Dados fornecidos ▸
============

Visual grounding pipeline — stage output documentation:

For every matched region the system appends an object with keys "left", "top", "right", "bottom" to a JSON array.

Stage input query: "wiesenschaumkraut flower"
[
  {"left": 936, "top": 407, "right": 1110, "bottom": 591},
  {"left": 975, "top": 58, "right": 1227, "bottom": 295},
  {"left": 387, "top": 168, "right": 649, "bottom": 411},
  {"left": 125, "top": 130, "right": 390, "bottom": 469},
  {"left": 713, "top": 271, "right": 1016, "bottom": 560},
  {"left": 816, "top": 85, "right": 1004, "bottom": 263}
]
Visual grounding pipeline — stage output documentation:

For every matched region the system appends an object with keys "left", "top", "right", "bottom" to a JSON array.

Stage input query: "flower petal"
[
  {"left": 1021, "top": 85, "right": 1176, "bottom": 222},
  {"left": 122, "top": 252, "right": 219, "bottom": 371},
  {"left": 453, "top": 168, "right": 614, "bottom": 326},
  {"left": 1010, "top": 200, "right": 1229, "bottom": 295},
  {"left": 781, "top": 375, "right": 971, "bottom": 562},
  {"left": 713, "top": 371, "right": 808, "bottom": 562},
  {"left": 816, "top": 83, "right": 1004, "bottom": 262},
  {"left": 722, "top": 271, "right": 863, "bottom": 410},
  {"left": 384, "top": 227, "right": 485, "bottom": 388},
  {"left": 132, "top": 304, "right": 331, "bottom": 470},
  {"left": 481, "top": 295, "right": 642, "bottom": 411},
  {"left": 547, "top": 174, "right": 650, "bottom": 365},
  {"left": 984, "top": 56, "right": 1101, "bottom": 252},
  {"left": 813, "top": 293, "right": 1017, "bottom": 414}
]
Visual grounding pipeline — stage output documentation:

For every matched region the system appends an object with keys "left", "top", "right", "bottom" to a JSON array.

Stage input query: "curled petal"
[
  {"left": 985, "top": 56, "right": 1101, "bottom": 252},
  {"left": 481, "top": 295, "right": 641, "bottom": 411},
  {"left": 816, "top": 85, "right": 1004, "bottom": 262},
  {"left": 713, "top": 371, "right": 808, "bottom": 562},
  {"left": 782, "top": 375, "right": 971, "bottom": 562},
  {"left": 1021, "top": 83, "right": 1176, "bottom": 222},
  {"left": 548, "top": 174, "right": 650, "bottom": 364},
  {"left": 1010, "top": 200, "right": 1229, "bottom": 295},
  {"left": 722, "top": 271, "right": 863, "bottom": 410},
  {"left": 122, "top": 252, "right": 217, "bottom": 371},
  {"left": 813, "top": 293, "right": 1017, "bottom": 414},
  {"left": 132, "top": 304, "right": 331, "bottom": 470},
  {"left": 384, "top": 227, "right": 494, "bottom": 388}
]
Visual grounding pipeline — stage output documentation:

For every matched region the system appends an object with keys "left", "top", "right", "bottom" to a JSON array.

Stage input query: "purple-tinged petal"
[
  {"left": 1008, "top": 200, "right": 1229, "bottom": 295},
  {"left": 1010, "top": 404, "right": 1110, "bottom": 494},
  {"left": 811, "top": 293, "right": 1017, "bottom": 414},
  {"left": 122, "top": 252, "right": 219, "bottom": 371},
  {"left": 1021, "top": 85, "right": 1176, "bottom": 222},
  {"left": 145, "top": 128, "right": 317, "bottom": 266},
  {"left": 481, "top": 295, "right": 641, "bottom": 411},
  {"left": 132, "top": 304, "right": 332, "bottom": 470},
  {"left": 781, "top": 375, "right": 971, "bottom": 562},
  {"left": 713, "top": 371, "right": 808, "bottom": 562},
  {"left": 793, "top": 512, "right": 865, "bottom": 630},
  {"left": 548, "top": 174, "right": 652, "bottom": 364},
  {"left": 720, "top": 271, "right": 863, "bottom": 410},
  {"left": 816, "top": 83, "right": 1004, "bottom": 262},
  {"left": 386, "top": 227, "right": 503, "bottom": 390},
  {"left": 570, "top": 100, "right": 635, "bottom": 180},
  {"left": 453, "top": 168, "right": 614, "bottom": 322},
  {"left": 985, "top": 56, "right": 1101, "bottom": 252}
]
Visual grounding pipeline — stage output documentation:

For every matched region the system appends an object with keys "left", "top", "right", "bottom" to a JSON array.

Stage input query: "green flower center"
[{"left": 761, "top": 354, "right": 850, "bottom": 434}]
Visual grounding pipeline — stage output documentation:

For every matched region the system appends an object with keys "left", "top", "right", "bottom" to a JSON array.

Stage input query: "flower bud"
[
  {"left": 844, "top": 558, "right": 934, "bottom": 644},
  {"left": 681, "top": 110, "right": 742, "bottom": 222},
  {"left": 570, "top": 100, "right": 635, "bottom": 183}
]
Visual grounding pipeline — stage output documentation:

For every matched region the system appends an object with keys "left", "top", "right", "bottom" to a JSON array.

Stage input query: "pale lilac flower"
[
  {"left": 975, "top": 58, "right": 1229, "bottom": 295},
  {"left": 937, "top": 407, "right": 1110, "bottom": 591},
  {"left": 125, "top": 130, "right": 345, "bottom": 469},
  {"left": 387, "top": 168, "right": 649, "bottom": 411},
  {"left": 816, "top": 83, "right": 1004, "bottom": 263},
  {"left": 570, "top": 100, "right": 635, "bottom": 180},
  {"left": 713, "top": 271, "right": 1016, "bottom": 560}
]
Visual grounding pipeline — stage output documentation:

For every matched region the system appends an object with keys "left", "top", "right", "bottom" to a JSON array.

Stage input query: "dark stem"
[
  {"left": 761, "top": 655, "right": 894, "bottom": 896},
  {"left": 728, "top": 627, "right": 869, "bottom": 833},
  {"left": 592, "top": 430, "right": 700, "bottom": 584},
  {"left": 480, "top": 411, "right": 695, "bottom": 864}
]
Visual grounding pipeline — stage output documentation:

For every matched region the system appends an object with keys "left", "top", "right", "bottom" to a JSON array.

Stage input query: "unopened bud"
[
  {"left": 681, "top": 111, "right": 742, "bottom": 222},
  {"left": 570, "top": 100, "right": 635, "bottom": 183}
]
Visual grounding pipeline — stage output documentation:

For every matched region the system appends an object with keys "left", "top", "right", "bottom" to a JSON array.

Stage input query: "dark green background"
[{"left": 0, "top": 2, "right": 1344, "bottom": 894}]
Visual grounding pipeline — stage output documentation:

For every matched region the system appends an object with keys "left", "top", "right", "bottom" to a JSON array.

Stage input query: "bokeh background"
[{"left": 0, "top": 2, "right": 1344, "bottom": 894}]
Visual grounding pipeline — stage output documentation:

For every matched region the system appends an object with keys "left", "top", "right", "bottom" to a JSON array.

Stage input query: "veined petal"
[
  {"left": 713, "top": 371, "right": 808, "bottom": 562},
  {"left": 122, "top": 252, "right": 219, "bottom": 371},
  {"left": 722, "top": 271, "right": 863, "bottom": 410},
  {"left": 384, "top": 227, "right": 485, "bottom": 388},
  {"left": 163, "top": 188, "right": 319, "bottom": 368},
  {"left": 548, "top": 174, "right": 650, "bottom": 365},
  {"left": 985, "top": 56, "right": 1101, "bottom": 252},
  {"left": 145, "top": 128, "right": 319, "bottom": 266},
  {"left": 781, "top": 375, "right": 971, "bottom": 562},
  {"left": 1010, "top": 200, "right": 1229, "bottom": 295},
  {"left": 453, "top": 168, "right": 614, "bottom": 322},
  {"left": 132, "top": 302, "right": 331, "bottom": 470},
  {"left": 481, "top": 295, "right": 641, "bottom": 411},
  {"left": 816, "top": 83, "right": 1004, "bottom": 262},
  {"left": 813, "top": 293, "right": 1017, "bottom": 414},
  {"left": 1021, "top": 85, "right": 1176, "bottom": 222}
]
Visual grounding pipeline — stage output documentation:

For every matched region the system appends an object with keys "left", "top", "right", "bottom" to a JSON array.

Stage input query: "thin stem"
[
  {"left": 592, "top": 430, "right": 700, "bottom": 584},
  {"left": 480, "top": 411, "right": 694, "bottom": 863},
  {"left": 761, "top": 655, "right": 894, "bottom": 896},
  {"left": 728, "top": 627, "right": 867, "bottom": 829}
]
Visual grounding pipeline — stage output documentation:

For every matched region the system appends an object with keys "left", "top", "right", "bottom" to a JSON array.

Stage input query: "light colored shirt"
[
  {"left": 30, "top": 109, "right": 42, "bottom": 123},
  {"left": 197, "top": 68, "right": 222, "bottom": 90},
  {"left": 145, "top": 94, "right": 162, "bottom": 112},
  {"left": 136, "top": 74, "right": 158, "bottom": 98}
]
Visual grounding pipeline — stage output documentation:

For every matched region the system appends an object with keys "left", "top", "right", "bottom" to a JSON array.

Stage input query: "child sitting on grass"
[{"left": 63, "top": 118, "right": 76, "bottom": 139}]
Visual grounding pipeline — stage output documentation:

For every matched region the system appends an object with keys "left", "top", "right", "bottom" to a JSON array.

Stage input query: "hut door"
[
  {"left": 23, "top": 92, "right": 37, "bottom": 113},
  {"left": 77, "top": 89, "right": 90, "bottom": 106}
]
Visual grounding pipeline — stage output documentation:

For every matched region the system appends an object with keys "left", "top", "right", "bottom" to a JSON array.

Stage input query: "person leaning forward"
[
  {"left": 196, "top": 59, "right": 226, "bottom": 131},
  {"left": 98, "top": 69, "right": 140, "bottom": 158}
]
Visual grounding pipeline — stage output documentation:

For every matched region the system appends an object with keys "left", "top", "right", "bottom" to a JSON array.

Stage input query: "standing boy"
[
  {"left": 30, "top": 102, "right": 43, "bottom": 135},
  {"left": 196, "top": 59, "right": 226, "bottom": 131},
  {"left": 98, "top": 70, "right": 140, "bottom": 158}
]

============

O que fazer ▸ Informe cada linha dos registros que contém a palavra "petal" e copie-a sem alterações. A busca deve distinguir maiúsculas de minúsculas.

Resposta ▸
Stage input query: "flower petal"
Stage input query: "curled petal"
Stage input query: "purple-tinged petal"
Stage input query: "veined petal"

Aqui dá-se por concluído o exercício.